── EXTRACTED DATA
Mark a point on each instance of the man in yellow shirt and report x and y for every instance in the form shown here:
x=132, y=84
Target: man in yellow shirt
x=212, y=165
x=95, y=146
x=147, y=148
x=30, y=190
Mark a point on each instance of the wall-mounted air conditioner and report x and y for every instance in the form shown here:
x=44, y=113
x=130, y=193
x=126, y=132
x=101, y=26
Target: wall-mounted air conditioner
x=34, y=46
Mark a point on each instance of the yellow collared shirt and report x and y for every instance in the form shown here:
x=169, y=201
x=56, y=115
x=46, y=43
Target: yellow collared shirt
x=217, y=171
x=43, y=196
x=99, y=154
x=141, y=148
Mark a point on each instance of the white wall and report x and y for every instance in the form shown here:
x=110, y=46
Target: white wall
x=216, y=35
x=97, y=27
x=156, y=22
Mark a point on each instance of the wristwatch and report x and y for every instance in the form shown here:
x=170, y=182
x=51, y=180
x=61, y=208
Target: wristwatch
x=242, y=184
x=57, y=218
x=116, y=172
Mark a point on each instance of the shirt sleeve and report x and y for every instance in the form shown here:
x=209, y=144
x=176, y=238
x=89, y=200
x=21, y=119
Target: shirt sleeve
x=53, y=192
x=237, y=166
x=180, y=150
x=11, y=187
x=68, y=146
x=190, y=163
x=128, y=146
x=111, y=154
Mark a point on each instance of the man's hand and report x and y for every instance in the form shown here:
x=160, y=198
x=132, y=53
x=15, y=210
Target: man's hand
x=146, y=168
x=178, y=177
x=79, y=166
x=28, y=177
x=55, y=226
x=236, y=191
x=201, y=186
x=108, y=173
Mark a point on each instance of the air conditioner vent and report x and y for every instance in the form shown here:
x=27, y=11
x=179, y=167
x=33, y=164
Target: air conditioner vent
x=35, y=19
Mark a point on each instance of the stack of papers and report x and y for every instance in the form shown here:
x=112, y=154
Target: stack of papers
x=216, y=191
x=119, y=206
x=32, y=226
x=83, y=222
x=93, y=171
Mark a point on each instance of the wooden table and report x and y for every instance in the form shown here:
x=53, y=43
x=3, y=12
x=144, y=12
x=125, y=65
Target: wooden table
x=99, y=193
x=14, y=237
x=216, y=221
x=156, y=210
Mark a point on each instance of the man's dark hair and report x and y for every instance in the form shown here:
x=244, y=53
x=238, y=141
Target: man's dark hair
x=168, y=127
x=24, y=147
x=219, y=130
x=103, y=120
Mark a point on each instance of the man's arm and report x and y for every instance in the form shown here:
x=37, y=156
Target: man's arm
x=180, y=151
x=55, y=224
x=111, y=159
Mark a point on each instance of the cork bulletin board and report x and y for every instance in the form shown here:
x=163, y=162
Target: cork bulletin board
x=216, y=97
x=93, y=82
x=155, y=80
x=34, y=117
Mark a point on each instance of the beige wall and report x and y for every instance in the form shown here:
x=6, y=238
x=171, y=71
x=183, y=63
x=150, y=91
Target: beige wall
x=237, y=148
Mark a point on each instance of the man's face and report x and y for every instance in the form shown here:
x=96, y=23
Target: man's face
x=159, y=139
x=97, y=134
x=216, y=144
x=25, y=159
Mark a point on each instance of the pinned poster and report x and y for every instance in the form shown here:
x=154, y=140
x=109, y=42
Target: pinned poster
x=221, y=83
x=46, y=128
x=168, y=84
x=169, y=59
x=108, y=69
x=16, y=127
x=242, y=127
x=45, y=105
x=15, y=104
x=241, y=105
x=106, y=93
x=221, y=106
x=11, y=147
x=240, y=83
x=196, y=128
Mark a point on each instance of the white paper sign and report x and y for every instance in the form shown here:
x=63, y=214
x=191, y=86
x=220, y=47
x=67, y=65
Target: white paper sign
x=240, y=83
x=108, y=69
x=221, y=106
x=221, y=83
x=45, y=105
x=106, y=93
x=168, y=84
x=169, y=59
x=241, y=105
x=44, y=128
────
◆ WORK INSTRUCTIONS
The first line of the records and every line down to the line with "x=101, y=26" must be quoted exactly; leave out all else.

◆ RESPONSE TO THE EXERCISE
Mark a point on each instance of the man in yellow shirt and report x and y for every instance in the form shown here:
x=132, y=84
Target: man in yellow shirt
x=212, y=165
x=95, y=146
x=147, y=148
x=30, y=190
Mark a point on each instance of the wall-mounted air conditioner and report x and y for every instance in the form shown here:
x=44, y=113
x=130, y=193
x=126, y=132
x=101, y=26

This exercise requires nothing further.